§ STATED EXERCISE:
Answer these from the passage about Chitra Mudgal below:
(a) In what city was she born?
(b) Which novel earned her the Sahitya Akademi award in 2019?
(c) Who led the Mumbai textile mill strike that one of her novels portrays?

§ SOURCE PASSAGE:
● ● ●

Chitra Mudgal  (born 10 December 1943) is an Indian Writer and one of the leading literary figures of modern Hindi literature.

She is the first Indian woman to receive the coveted Vyas Samman for her novel Avaan.

In 2019 she was awarded India's highest literary award, the Sahitya Akademi, for her novel Post Box No. 203, Naalasopara.

Personal life
Chitra Mudgal was born in Chennai on 10 December 1943. She received her M.A. in Hindi Literature from the SNDT Women's University. She married Awadh Narain Mudgal, former Editor of "Sarika", against her father's wish.

Literary work
Her novel 'Aavaan', portrayed the lives and times of the trade union movement when nearly 300,000 workers spearheaded by Datta Samant went on a year long strike of the Mumbai textile mills, which finally saw the collapse of the city's trademark industry. This work has been unanimously acknowledged by the critics as a masterpiece of literary work and stands as a classic novel in Hindi Literature.

● ● ●

§ ITEMS:

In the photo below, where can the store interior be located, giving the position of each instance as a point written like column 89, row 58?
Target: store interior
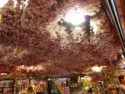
column 61, row 46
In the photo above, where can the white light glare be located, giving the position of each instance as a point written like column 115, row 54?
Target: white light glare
column 97, row 68
column 75, row 16
column 3, row 2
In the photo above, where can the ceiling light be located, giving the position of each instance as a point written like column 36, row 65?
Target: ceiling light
column 3, row 2
column 75, row 17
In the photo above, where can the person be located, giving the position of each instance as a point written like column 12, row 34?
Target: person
column 90, row 90
column 122, row 84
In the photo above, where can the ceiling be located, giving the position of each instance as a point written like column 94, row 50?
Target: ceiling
column 31, row 38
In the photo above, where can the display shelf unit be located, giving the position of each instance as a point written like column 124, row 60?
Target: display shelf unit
column 7, row 86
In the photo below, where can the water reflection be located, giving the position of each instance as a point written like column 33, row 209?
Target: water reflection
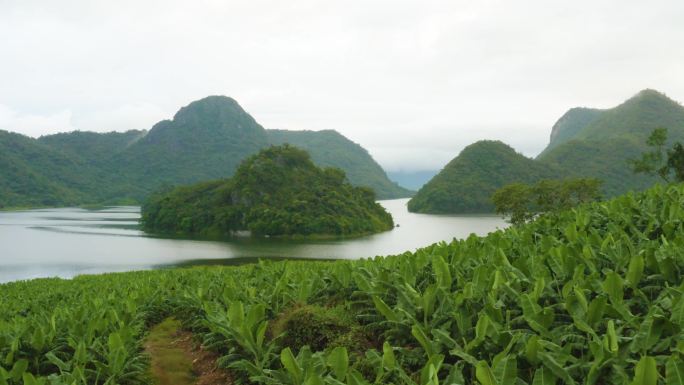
column 72, row 241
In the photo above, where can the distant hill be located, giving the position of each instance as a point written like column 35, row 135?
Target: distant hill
column 28, row 174
column 277, row 192
column 602, row 146
column 92, row 146
column 466, row 184
column 328, row 148
column 205, row 140
column 567, row 127
column 584, row 142
column 412, row 180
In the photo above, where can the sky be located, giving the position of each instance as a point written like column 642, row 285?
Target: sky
column 412, row 81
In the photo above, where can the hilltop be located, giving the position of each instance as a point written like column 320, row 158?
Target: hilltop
column 277, row 192
column 584, row 142
column 467, row 183
column 205, row 140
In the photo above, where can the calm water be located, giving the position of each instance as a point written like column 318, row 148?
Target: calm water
column 72, row 241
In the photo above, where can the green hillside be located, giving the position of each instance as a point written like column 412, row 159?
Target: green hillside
column 277, row 192
column 602, row 147
column 466, row 184
column 205, row 140
column 92, row 146
column 29, row 170
column 329, row 148
column 584, row 142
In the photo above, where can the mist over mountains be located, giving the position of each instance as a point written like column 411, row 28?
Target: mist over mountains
column 205, row 140
column 584, row 142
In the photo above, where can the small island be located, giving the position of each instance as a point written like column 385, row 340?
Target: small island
column 277, row 192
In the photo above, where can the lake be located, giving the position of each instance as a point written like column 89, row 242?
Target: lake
column 66, row 242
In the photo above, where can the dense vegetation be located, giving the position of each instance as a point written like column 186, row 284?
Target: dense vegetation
column 329, row 148
column 521, row 202
column 205, row 140
column 591, row 295
column 668, row 164
column 467, row 183
column 585, row 143
column 277, row 192
column 413, row 180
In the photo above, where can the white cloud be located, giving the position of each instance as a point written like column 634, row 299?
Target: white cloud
column 34, row 125
column 406, row 79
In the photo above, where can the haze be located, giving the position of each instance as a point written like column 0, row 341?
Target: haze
column 412, row 81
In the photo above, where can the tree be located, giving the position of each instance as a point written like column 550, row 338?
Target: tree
column 660, row 162
column 514, row 201
column 521, row 202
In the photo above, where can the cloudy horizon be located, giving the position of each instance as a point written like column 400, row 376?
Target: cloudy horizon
column 412, row 82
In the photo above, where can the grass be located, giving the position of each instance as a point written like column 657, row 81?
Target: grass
column 170, row 364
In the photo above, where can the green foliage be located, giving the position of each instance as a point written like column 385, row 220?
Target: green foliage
column 603, row 146
column 320, row 328
column 585, row 143
column 205, row 140
column 328, row 148
column 659, row 161
column 521, row 202
column 591, row 295
column 277, row 192
column 652, row 162
column 466, row 184
column 515, row 201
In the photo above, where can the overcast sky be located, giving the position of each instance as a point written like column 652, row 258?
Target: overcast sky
column 412, row 81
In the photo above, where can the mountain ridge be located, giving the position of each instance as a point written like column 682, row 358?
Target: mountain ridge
column 584, row 142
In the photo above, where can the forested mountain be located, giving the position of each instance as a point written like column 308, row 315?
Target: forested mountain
column 584, row 142
column 412, row 180
column 277, row 192
column 205, row 140
column 329, row 148
column 570, row 124
column 92, row 146
column 467, row 183
column 602, row 147
column 27, row 173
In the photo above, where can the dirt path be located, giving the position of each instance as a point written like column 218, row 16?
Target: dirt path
column 177, row 360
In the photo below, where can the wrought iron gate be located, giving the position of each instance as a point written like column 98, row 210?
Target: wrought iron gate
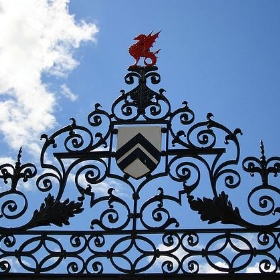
column 129, row 190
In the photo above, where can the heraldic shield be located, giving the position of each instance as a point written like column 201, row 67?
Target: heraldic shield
column 138, row 149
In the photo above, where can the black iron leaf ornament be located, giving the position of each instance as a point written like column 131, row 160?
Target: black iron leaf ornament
column 55, row 212
column 218, row 209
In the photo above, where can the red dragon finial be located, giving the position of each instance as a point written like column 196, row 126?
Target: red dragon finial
column 142, row 49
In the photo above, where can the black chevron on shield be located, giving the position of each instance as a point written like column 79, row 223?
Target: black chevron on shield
column 138, row 153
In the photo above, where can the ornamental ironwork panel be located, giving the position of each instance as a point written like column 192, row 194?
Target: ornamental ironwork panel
column 140, row 189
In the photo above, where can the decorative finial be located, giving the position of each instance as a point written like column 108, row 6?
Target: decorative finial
column 262, row 151
column 142, row 49
column 18, row 163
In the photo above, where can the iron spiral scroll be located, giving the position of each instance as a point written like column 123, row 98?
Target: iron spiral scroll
column 95, row 218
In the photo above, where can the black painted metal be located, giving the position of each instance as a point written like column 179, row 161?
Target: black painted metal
column 148, row 227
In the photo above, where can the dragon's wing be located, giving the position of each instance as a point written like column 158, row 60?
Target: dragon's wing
column 150, row 39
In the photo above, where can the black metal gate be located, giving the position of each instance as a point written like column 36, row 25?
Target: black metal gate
column 129, row 191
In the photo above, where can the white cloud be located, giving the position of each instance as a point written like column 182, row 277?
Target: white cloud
column 37, row 36
column 68, row 93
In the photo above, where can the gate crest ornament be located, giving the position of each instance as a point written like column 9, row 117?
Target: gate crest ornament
column 134, row 190
column 138, row 149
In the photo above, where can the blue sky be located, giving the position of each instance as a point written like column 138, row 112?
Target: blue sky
column 58, row 58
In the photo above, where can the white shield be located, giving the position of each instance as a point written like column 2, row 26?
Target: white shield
column 138, row 149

● ● ●

§ THE ANSWER:
(a) Chennai
(b) Post Box No. 203, Naalasopara
(c) Datta Samant